Task to complete -> The required answer is every line of the data containing the word "trousers".

------ Dataset excerpts ------

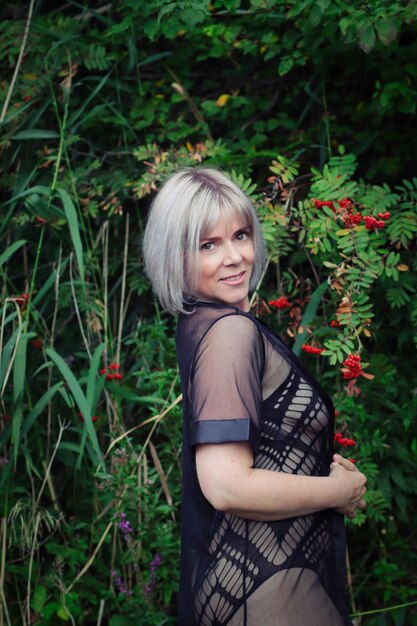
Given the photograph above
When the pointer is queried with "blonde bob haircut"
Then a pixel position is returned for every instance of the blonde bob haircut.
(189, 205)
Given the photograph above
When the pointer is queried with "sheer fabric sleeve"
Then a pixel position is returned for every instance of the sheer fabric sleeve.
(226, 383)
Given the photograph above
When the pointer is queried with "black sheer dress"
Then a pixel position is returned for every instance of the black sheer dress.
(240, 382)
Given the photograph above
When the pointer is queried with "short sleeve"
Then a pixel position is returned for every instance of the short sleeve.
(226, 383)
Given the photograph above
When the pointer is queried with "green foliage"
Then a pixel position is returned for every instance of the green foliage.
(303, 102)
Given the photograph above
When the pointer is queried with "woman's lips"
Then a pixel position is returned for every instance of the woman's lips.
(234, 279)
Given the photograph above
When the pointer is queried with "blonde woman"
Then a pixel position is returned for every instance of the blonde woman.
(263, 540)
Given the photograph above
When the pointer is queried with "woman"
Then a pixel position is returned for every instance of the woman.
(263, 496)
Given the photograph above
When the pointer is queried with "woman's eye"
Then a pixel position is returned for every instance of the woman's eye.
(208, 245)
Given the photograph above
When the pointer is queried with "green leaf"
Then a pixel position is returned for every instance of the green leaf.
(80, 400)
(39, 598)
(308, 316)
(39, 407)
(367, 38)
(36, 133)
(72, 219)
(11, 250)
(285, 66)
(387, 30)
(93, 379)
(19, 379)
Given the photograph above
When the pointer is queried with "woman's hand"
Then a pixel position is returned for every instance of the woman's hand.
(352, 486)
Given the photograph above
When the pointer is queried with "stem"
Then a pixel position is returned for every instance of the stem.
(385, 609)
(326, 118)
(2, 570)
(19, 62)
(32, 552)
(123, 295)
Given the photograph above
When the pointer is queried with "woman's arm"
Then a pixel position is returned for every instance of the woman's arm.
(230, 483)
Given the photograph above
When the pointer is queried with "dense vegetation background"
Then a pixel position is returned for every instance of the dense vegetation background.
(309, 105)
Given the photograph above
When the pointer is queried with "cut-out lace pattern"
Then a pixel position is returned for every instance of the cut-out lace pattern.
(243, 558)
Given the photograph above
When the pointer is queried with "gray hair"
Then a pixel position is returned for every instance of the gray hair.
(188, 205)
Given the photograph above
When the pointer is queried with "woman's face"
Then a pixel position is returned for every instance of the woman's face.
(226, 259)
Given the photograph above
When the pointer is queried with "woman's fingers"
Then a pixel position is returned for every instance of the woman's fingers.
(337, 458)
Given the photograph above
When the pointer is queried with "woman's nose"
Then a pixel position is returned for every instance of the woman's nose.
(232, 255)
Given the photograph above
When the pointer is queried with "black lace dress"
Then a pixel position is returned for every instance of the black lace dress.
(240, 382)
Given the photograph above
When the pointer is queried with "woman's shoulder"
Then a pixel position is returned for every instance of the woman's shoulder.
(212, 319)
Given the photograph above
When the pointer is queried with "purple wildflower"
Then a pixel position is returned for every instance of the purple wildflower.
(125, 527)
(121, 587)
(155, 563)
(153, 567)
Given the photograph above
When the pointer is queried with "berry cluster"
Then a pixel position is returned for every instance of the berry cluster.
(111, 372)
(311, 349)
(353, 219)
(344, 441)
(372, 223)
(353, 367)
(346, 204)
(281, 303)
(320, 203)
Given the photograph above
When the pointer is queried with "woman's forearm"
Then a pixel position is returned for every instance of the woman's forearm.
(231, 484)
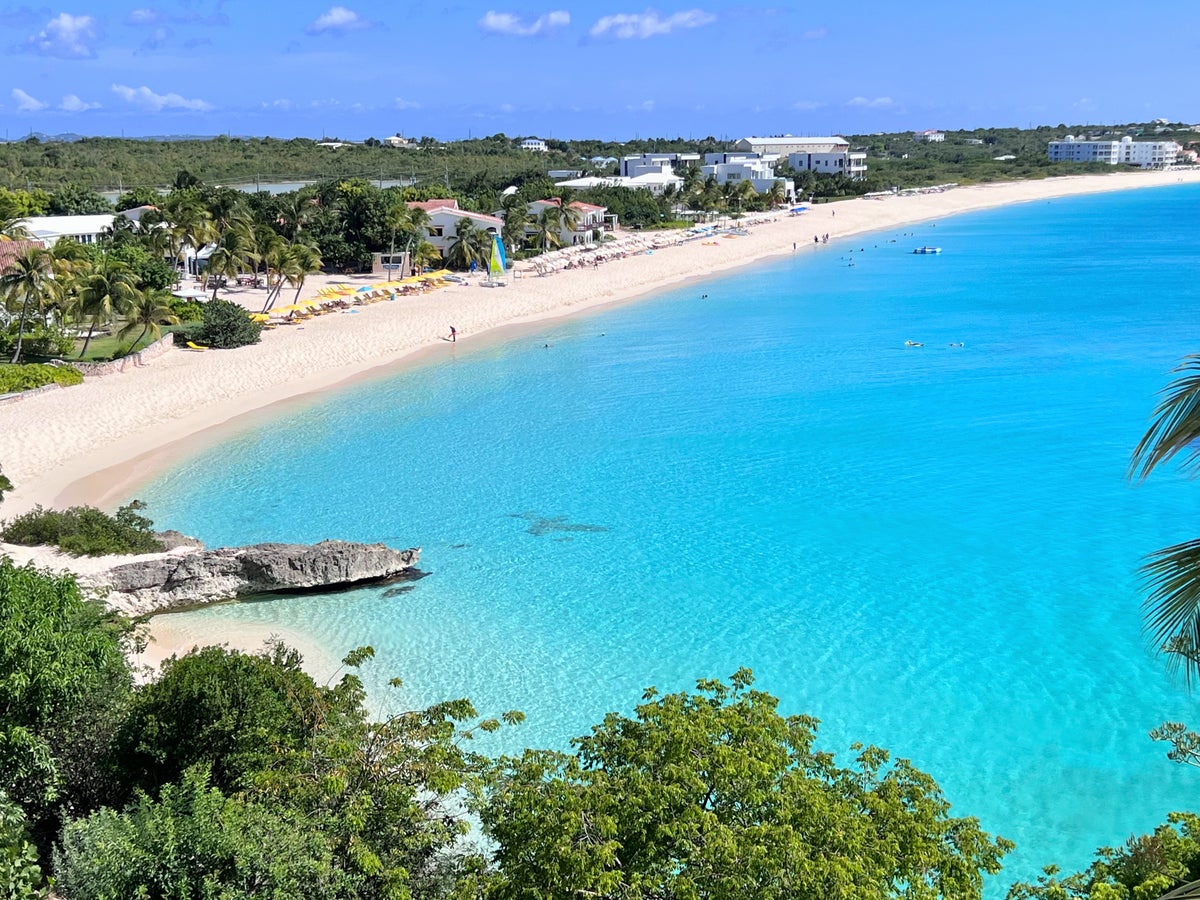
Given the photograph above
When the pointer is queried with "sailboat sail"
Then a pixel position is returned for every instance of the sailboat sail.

------
------ Dataset excerpts ------

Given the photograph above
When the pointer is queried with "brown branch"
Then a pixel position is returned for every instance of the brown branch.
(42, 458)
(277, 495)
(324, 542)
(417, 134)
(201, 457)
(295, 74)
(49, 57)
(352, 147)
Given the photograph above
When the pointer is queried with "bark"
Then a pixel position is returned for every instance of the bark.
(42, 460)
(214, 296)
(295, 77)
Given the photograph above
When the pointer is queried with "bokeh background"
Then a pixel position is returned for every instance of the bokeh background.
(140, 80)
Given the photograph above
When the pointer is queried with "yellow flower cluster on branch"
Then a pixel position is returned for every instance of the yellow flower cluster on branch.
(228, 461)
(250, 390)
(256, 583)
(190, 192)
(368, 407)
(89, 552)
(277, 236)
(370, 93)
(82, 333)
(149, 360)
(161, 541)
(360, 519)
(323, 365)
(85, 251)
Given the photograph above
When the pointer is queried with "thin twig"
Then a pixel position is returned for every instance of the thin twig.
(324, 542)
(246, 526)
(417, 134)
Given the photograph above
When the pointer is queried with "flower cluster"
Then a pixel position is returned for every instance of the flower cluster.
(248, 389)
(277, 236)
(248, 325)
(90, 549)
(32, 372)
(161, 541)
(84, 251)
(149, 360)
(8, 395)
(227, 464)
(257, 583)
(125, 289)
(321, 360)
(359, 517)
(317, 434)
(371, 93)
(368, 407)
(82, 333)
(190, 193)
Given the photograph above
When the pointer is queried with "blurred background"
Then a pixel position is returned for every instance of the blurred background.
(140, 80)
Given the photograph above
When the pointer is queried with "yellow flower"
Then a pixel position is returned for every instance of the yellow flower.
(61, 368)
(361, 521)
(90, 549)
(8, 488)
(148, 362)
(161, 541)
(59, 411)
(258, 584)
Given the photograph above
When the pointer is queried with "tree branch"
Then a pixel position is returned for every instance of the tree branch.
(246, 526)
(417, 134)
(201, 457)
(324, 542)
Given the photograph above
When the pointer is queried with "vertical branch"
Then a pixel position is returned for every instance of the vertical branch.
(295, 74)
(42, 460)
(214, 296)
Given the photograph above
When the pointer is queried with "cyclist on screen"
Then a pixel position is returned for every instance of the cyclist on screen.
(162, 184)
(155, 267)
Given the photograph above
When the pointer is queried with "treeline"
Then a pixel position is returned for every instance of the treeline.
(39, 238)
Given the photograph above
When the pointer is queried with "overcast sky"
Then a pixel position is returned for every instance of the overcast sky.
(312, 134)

------
------ Dataset excerpts ------

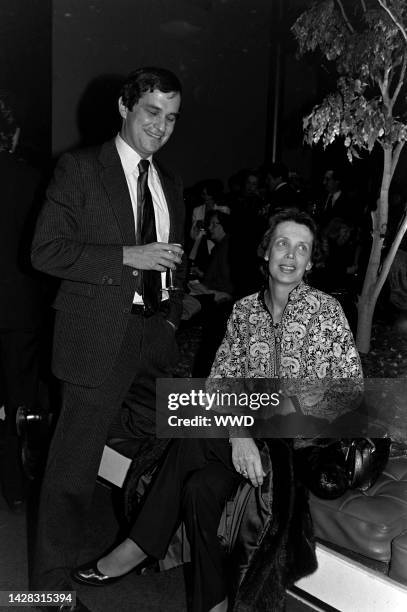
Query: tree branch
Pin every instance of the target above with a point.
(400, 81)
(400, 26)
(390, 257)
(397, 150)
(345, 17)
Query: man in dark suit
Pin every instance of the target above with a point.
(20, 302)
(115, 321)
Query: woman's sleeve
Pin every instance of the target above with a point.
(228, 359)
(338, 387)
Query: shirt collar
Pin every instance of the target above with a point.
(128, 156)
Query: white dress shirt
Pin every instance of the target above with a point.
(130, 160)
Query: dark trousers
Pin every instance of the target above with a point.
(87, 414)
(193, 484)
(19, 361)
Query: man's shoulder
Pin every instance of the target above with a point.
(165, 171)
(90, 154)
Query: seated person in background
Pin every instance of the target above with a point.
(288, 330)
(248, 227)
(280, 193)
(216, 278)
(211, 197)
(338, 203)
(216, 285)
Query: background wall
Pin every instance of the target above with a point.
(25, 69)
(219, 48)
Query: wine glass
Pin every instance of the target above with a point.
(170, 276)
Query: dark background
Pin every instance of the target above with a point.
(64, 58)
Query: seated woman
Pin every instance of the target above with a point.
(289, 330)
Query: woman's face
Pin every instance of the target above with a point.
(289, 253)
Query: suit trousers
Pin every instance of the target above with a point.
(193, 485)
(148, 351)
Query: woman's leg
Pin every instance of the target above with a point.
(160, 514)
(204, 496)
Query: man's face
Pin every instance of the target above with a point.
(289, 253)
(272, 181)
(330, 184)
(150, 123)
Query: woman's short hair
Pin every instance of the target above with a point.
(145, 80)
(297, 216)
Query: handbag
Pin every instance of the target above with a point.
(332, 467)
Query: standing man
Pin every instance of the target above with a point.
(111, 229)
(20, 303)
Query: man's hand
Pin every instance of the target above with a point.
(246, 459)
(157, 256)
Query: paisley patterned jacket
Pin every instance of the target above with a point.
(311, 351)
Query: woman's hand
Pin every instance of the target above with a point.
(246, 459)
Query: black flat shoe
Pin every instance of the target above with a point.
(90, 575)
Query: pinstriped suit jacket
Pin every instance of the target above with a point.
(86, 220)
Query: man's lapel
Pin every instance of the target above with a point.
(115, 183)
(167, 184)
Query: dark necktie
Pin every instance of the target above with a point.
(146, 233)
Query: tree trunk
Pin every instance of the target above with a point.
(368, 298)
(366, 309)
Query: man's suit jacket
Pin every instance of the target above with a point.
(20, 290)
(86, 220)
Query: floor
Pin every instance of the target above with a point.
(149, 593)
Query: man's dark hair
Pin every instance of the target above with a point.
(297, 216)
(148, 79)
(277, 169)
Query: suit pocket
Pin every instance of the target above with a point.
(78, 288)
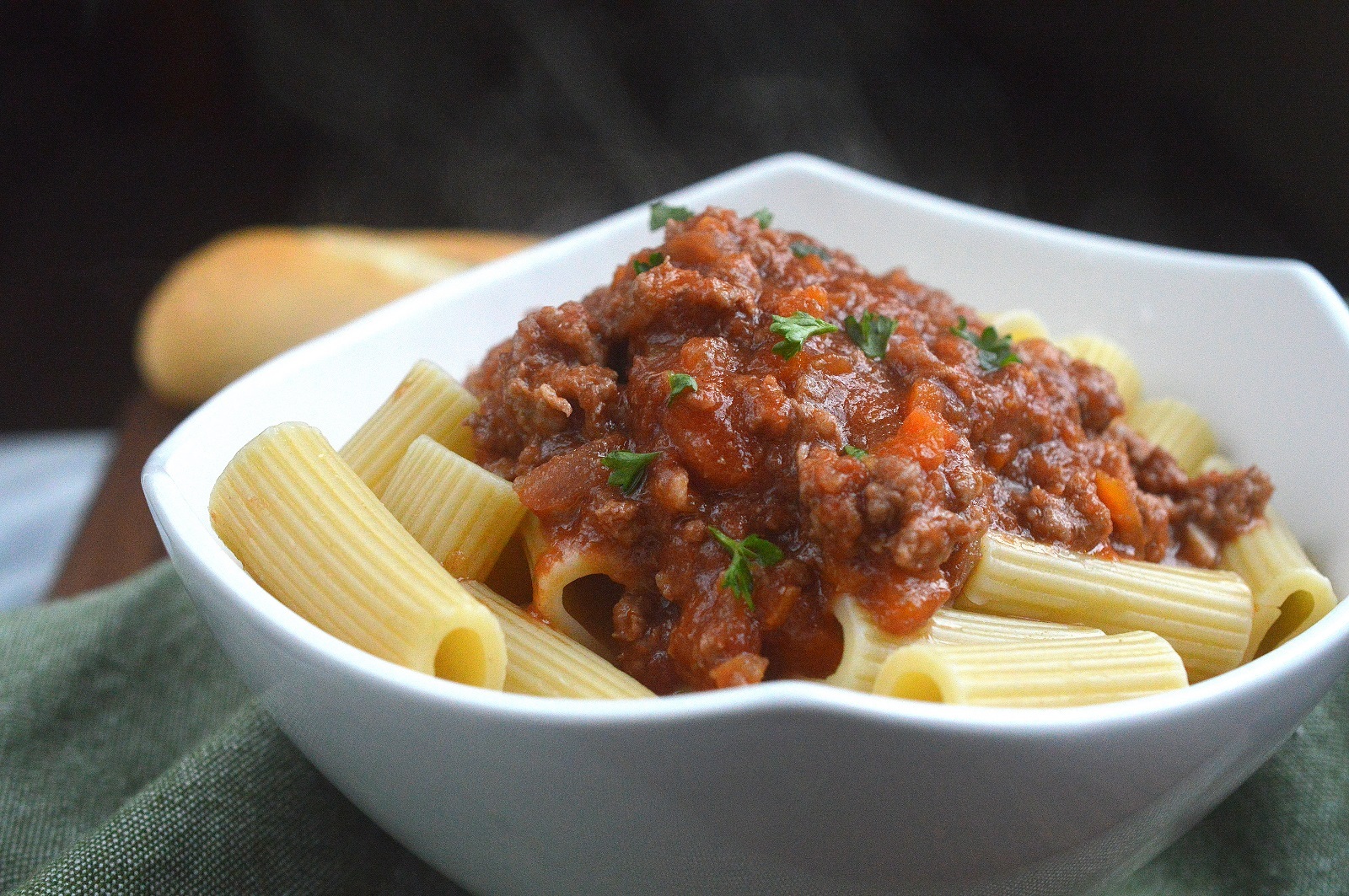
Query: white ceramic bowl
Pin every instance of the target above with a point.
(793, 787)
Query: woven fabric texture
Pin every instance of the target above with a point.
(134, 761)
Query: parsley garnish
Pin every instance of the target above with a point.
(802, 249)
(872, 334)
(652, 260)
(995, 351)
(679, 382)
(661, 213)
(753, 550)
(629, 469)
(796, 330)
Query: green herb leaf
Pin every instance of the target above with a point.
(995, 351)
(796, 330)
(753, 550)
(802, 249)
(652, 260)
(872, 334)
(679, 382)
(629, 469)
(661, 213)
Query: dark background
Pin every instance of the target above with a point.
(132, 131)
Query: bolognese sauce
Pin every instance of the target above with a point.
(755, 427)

------

Response ->
Query: dark trousers
Query: suit trousers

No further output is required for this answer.